THE PROBLEM:
Verbatim output of all the material below is required.

AVAILABLE DATA:
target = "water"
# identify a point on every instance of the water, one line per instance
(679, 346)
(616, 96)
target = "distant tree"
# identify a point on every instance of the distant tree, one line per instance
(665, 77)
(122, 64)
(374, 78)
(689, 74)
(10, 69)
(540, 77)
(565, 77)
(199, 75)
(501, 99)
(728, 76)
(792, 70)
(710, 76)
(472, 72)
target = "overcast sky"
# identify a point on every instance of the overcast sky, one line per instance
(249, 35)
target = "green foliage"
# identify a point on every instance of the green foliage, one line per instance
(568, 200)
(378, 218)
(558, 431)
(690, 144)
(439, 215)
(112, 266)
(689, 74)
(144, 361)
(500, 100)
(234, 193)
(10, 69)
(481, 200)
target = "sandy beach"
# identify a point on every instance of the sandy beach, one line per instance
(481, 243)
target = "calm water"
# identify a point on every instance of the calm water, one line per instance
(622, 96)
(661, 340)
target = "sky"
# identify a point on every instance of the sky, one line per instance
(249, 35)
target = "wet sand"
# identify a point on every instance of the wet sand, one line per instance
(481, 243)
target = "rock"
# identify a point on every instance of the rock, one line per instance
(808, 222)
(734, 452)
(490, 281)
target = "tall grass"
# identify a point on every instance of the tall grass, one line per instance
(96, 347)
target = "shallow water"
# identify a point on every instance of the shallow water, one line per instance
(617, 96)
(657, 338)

RESULT:
target = "water"
# identify a point on every instance of the water, one line per instance
(679, 346)
(616, 96)
target = "distant tree"
# identify a point on every instance of the distant tree, one line per instance
(665, 77)
(122, 64)
(374, 78)
(689, 74)
(10, 69)
(540, 77)
(565, 77)
(199, 75)
(501, 99)
(728, 76)
(792, 70)
(710, 76)
(472, 72)
target = "overcast sky"
# identify a point on every instance of the overcast sky, one line per instance
(249, 35)
target = "green foliage"
# identify a point on every instance of the green foliage, one line per instance
(568, 200)
(378, 218)
(558, 431)
(690, 144)
(439, 215)
(112, 266)
(689, 74)
(144, 361)
(500, 100)
(234, 193)
(10, 69)
(481, 200)
target = "sandy beach"
# identify a point on every instance of the sandy beach, one line per instance
(481, 243)
target = "calm water"
# identify a point on every instance of the calm water, one line per instance
(622, 96)
(661, 340)
target = "sky"
# identify a point on every instance of the sky, one line per instance
(249, 35)
target = "wet sand"
# identify a point on every instance of the wet sand, one line per instance
(481, 243)
target = "rock"
# identify a point on every instance of the rock, one line per instance
(808, 222)
(734, 452)
(490, 281)
target = "tall grass"
# identify a point on every instance of the tall grass, one line per instance
(96, 347)
target = "shallow water"
# identify a point on every instance of the shallow water, one line per instance
(617, 96)
(657, 338)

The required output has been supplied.